───── DOKUMEN

Untuk menentukan keadaan keseimbangan pasar kita dapat menggabungkan tabel permintaan dan tabel penawaran menjadi tabel permintaan dan penawaran. Keadaan keseimbangan pasar dapat ditentukan dengan menggabungkan kurve permintaan dan kurve penawaran menjadi kurve permintaan dan penawaran. Keadaan keseimbangan dapat pula ditentukan secara matematik, yaitu dengan memecahkan persamaan permintaan dan persamaan penawaran secara serentak atau simultan.

 

 

 

 

 

 



BAB III

PEMBAHASAN

3.1 Industri Kopi Indonesia

Indonesia merupakan negara produsen kopi keempat terbesar dunia setelah Brazil, Vietnam dan Colombia.  Dari total produksi, sekitar 67% kopinya diekspor sedangkan sisanya (33%) untuk memenuhi kebutuhan dalam negeri.  Tingkat konsumsi kopi dalam negeri berdasarkan hasil survei LPEM UI tahun 1989 adalah sebesar 500 gram/kapita/tahun.  Dewasa ini kalangan pengusaha kopi memperkirakan tingkat  konsumsi kopi di Indonesia telah mencapai 800 gram/kapita/tahun.  Dengan demikian dalam kurun waktu 20 tahun peningkatan konsumsi kopi telah mencapai 300 gram/kapita/tahun.

──────────
───── KUTIPAN DATA

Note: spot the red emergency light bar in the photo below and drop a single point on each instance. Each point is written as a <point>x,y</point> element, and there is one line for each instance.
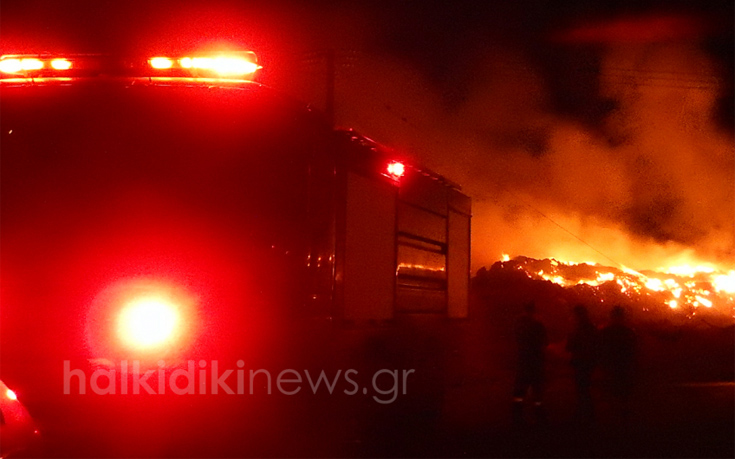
<point>240,65</point>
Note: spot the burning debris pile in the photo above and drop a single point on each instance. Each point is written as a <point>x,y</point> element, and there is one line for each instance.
<point>679,293</point>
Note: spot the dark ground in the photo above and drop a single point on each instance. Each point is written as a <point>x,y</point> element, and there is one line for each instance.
<point>457,405</point>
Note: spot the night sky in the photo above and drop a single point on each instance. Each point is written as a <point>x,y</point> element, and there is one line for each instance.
<point>608,121</point>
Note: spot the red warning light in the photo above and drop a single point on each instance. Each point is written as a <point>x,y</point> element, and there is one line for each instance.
<point>148,322</point>
<point>396,169</point>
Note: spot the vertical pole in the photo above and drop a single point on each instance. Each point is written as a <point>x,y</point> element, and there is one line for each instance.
<point>330,86</point>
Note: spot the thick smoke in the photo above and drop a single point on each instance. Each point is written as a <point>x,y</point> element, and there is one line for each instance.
<point>581,136</point>
<point>647,181</point>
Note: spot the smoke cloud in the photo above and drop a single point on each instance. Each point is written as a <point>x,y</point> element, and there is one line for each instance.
<point>639,173</point>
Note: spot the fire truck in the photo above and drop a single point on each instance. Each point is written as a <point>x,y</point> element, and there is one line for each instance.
<point>169,207</point>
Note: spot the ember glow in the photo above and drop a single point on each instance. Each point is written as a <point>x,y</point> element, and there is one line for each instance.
<point>683,288</point>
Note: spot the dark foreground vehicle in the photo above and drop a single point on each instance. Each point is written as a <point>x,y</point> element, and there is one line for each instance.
<point>160,221</point>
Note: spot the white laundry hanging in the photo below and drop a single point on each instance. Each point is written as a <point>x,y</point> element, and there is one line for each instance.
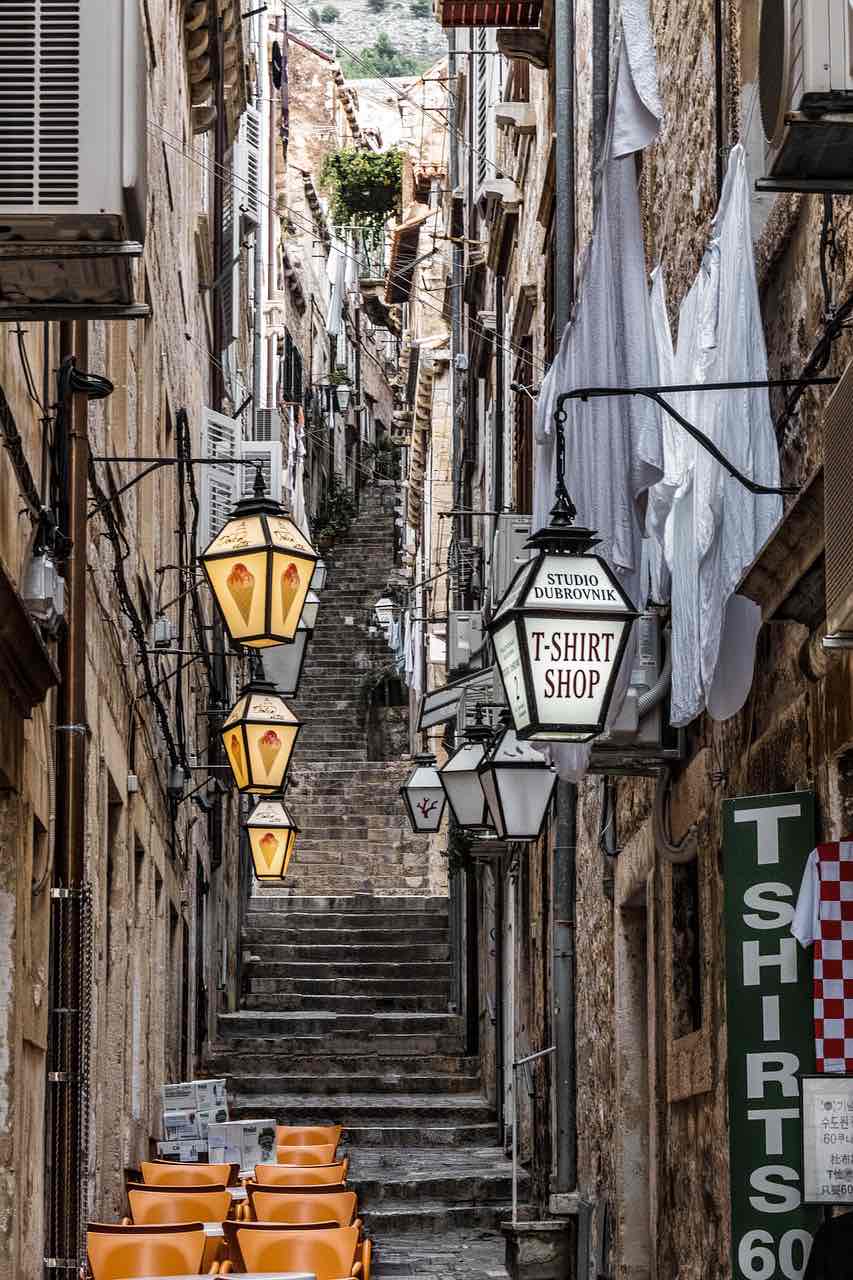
<point>715,526</point>
<point>614,449</point>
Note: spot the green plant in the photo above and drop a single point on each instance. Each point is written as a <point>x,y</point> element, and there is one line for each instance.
<point>379,60</point>
<point>364,186</point>
<point>336,513</point>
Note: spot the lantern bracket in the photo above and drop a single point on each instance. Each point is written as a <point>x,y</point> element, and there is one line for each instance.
<point>656,396</point>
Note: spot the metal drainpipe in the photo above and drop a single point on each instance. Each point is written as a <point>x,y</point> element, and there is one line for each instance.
<point>566,801</point>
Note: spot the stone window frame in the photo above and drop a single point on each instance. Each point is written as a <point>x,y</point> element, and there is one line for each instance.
<point>689,1059</point>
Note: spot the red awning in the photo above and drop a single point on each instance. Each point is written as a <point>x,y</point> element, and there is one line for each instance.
<point>488,13</point>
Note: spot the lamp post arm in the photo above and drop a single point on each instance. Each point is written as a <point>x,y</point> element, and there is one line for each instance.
<point>153,465</point>
<point>656,396</point>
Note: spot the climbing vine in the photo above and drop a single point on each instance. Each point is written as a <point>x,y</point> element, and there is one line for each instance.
<point>364,186</point>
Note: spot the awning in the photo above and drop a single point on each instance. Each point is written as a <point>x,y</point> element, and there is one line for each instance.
<point>405,238</point>
<point>441,705</point>
<point>488,13</point>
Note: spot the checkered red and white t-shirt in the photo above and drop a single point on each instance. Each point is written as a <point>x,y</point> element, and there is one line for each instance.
<point>824,915</point>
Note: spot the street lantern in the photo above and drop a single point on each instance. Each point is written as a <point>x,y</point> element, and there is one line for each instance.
<point>461,781</point>
<point>424,796</point>
<point>283,663</point>
<point>561,629</point>
<point>343,394</point>
<point>259,567</point>
<point>272,840</point>
<point>310,611</point>
<point>259,736</point>
<point>518,785</point>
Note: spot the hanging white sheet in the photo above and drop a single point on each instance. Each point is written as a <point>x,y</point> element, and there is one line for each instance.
<point>715,528</point>
<point>614,448</point>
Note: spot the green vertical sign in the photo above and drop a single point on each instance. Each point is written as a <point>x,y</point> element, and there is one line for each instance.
<point>771,1041</point>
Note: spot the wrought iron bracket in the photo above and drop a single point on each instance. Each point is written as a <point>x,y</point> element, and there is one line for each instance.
<point>656,396</point>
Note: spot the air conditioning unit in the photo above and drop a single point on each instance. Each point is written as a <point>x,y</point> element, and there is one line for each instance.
<point>838,511</point>
<point>509,552</point>
<point>464,636</point>
<point>641,737</point>
<point>806,94</point>
<point>72,155</point>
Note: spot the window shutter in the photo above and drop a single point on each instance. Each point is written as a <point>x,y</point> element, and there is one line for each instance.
<point>231,242</point>
<point>220,485</point>
<point>269,452</point>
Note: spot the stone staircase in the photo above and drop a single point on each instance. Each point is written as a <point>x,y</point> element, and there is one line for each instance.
<point>346,1013</point>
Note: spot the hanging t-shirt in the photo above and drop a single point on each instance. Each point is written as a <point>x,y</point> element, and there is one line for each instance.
<point>824,917</point>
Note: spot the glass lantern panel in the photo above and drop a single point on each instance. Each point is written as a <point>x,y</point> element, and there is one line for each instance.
<point>427,805</point>
<point>240,586</point>
<point>507,650</point>
<point>236,753</point>
<point>269,753</point>
<point>284,535</point>
<point>243,533</point>
<point>291,577</point>
<point>525,794</point>
<point>571,661</point>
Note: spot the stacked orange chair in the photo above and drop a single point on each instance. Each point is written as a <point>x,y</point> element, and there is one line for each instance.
<point>117,1252</point>
<point>332,1253</point>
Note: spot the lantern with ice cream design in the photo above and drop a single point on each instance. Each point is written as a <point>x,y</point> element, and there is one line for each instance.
<point>260,568</point>
<point>272,839</point>
<point>259,736</point>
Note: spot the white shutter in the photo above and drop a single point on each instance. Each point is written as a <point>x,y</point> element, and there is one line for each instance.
<point>232,197</point>
<point>220,485</point>
<point>270,453</point>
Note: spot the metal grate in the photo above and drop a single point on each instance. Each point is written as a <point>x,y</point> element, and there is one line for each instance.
<point>838,499</point>
<point>18,87</point>
<point>68,1073</point>
<point>59,103</point>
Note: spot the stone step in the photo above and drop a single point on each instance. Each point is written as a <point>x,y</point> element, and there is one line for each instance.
<point>433,1216</point>
<point>259,1050</point>
<point>274,900</point>
<point>383,1056</point>
<point>336,1086</point>
<point>359,1110</point>
<point>370,954</point>
<point>377,1002</point>
<point>316,1022</point>
<point>442,1256</point>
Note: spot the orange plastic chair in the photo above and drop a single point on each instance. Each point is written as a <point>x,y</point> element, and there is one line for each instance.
<point>308,1136</point>
<point>304,1208</point>
<point>311,1175</point>
<point>169,1173</point>
<point>155,1205</point>
<point>306,1155</point>
<point>328,1253</point>
<point>117,1252</point>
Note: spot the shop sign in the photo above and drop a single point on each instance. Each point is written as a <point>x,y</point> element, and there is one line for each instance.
<point>770,1032</point>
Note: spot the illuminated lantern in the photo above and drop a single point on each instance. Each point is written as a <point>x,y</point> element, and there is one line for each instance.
<point>518,785</point>
<point>560,635</point>
<point>272,839</point>
<point>424,796</point>
<point>259,736</point>
<point>260,567</point>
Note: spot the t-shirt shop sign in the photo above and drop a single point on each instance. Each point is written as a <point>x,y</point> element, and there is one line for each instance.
<point>767,841</point>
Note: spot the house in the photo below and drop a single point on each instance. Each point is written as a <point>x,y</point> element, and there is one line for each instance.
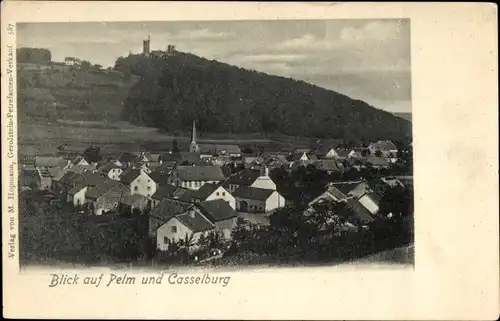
<point>327,152</point>
<point>208,150</point>
<point>377,162</point>
<point>189,225</point>
<point>45,179</point>
<point>111,170</point>
<point>163,192</point>
<point>194,177</point>
<point>131,203</point>
<point>51,161</point>
<point>257,200</point>
<point>79,161</point>
<point>327,165</point>
<point>80,184</point>
<point>138,182</point>
<point>162,212</point>
<point>371,201</point>
<point>76,195</point>
<point>251,178</point>
<point>295,157</point>
<point>72,61</point>
<point>30,177</point>
<point>362,216</point>
<point>331,194</point>
<point>79,169</point>
<point>221,214</point>
<point>106,196</point>
<point>385,147</point>
<point>209,192</point>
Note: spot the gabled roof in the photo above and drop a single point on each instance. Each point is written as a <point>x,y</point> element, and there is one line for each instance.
<point>217,210</point>
<point>48,161</point>
<point>219,148</point>
<point>79,169</point>
<point>67,177</point>
<point>168,208</point>
<point>107,167</point>
<point>385,145</point>
<point>347,187</point>
<point>337,193</point>
<point>327,165</point>
<point>127,157</point>
<point>55,172</point>
<point>253,193</point>
<point>134,199</point>
<point>206,190</point>
<point>245,177</point>
<point>199,173</point>
<point>190,157</point>
<point>359,210</point>
<point>376,161</point>
<point>88,179</point>
<point>165,191</point>
<point>76,189</point>
<point>60,175</point>
<point>97,191</point>
<point>129,175</point>
<point>196,223</point>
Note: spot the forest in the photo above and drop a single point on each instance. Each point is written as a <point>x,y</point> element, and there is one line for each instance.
<point>174,90</point>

──────────

### PETUNJUK LATIHAN
1. Salin persis teks tentang keseimbangan pasar dan industri kopi, mulai dari "Untuk menentukan keadaan" sampai ke "serentak atau simultan.".
2. Tuliskan lanjutan teks tentang keseimbangan pasar dan industri kopi, dimulai setelah kalimat terakhirnya.

### JAWABAN TERTULIS
1.
Untuk menentukan keadaan keseimbangan pasar kita dapat menggabungkan tabel permintaan dan tabel penawaran menjadi tabel permintaan dan penawaran. Keadaan keseimbangan pasar dapat ditentukan dengan menggabungkan kurve permintaan dan kurve penawaran menjadi kurve permintaan dan penawaran. Keadaan keseimbangan dapat pula ditentukan secara matematik, yaitu dengan memecahkan persamaan permintaan dan persamaan penawaran secara serentak atau simultan.

2.
3.1.1 Perkembangan Kebutuhan Kopi
Sebagai negara produsen, Ekspor kopi merupakan sasaran utama dalam memasarkan produk-produk kopi yang dihasilkan Indonesia.  Negara tujuan ekspor adalah negara-negara konsumer tradisional seperti USA, negara-negara Eropa dan Jepang. Seiring dengan kemajuan dan perkembangan zaman, telah terjadi peningkatan kesejahteraan dan perubahan gaya hidup masyarakat Indonesia yang akhirnya mendorong terhadap peningkatan konsumsi kopi.  Hal ini terlihat dengan adanya peningkatan pemenuhan  kebutuhan dalam negeri yang pada awal tahun 90an  mencapai 120.000 ton, dewasa ini telah mencapai sekitar 180.000 ton.
Oleh karena itu, secara nasional perlu dijaga keseimbangan dalam pemenuhan kebutuhan kopi terhadap aspek pasar luar negeri (ekspor) dan dalam negeri (konsumsi kopi) dengan menjaga dan meningkatkan produksi kopi nasional.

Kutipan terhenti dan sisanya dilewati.